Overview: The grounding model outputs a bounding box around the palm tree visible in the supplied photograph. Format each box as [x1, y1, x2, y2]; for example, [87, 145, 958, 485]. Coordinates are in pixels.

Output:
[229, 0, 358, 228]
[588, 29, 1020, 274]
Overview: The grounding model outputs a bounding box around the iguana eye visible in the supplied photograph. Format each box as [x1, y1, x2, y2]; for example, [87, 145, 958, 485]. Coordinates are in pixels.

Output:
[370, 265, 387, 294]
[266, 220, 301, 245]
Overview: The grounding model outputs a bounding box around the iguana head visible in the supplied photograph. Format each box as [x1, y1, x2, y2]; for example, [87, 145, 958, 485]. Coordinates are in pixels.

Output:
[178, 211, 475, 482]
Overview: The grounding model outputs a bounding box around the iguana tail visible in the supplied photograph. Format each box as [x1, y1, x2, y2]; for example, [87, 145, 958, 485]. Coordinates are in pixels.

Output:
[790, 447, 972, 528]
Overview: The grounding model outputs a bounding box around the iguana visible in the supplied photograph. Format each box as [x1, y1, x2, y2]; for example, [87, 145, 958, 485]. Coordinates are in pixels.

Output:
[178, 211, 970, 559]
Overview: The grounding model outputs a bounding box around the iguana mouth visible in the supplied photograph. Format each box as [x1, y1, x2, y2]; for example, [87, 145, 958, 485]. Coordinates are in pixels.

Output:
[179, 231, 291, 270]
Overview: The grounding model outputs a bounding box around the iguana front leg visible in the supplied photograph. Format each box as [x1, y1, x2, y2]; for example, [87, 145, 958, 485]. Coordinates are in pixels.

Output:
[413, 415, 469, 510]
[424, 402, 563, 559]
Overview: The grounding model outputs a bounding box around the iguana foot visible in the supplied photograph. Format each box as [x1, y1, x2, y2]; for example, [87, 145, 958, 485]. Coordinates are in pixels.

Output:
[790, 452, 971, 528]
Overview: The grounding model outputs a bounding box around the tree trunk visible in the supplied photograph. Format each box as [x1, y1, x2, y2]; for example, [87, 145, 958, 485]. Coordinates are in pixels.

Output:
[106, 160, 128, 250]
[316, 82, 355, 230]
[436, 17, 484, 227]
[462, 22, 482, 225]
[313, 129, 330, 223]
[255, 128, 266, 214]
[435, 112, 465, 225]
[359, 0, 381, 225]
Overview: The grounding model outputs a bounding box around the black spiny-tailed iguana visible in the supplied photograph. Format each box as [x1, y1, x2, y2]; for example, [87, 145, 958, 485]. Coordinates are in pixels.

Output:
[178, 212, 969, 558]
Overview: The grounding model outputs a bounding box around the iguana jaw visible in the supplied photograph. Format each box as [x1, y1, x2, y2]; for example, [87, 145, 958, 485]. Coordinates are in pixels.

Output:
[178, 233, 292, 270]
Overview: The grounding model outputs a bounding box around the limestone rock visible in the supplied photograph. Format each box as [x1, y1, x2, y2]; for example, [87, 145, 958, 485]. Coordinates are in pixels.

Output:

■ What you will do:
Turn every line of the records above into a Markdown table with two columns, Row and Line, numbering the rows and leaving out blank lines.

■ The completed task:
| Row | Line |
|---|---|
| 1 | Overview: The grounding model outputs a bounding box around the palm tree visible in the supplied photograph. Format each box as [x1, y1, x2, y2]; for example, [87, 145, 958, 485]. Coordinates are in pixels. |
| 2 | Output: |
| 3 | [229, 0, 358, 228] |
| 4 | [588, 29, 1020, 274] |
| 5 | Overview: The grounding model outputs a bounding box around the iguana eye visible in the supplied photograph. Format each box as [x1, y1, x2, y2]; for example, [87, 145, 958, 485]. Coordinates are in pixels. |
| 6 | Output: |
| 7 | [370, 265, 387, 294] |
| 8 | [266, 220, 301, 245] |
| 9 | Overview: The grounding model outputs a bounding box around the iguana head visible in the supplied photograph. Format each box as [x1, y1, x2, y2]; for example, [87, 145, 958, 485]. Coordinates are in pixels. |
| 10 | Output: |
| 11 | [178, 211, 475, 482] |
| 12 | Overview: The grounding model outputs a bounding box around the iguana tail visible in the supplied photograph. Format each box as [x1, y1, x2, y2]; for example, [87, 145, 958, 485]. Coordinates are in pixels. |
| 13 | Output: |
| 14 | [790, 447, 972, 528] |
| 15 | Overview: The grounding model outputs a bounding box around the iguana visible in the supplied photograph. Format each box as [x1, y1, x2, y2]; for example, [87, 145, 958, 485]. Coordinates are in pixels. |
| 16 | Output: |
| 17 | [178, 211, 970, 559] |
| 18 | Overview: The grounding model outputs a bounding box around the iguana mouth visible in the supplied photograph. Format each box as [x1, y1, x2, y2]; for example, [87, 145, 958, 485]. Coordinates are in pixels. |
| 19 | Output: |
| 20 | [179, 231, 291, 270] |
| 21 | Overview: The grounding model outputs a bounding box around the iguana front leg visible in the supplied photograph. Format each box as [x1, y1, x2, y2]; for example, [87, 145, 958, 485]. Coordinates are in pixels. |
| 22 | Output: |
| 23 | [413, 415, 469, 510] |
| 24 | [424, 402, 563, 559] |
| 25 | Overview: The grounding model outputs a bounding box around the iguana foot visible in the supplied photograph. Format each box as [x1, y1, x2, y2]; for example, [87, 145, 958, 485]. Coordinates are in pixels. |
| 26 | Output: |
| 27 | [790, 452, 971, 528] |
| 28 | Overview: The grounding model outputs a bounding box around the tree trunk visible in the supplied photograph. Format each box as [x1, y1, x2, y2]; for example, [87, 145, 958, 485]. Coordinates are in pixels. |
| 29 | Output: |
| 30 | [106, 160, 128, 250] |
| 31 | [316, 82, 355, 230] |
| 32 | [436, 17, 484, 227] |
| 33 | [462, 22, 482, 225] |
| 34 | [313, 129, 330, 223] |
| 35 | [255, 128, 266, 214] |
| 36 | [435, 112, 465, 225] |
| 37 | [359, 0, 381, 225] |
| 38 | Overview: The grounding model outputs a bounding box around the black spiny-tailed iguana visible in the supplied photograph. Format each box as [x1, y1, x2, y2]; for example, [87, 145, 958, 485]. Coordinates are in pixels. |
| 39 | Output: |
| 40 | [178, 212, 969, 558] |
| 41 | Overview: The grounding model outputs a bounding box around the iguana jaw visible in the supplied photograph. Format each box as [x1, y1, x2, y2]; for example, [87, 145, 958, 485]. Coordinates are in pixels. |
| 42 | Output: |
| 43 | [178, 233, 292, 270] |
| 44 | Overview: The grounding model outputs a bounding box around the limestone rock visible in the supplied photograph. Format each box as [x1, y1, x2, y2]; for example, [87, 145, 958, 485]. Coordinates are in pixels. |
| 45 | Output: |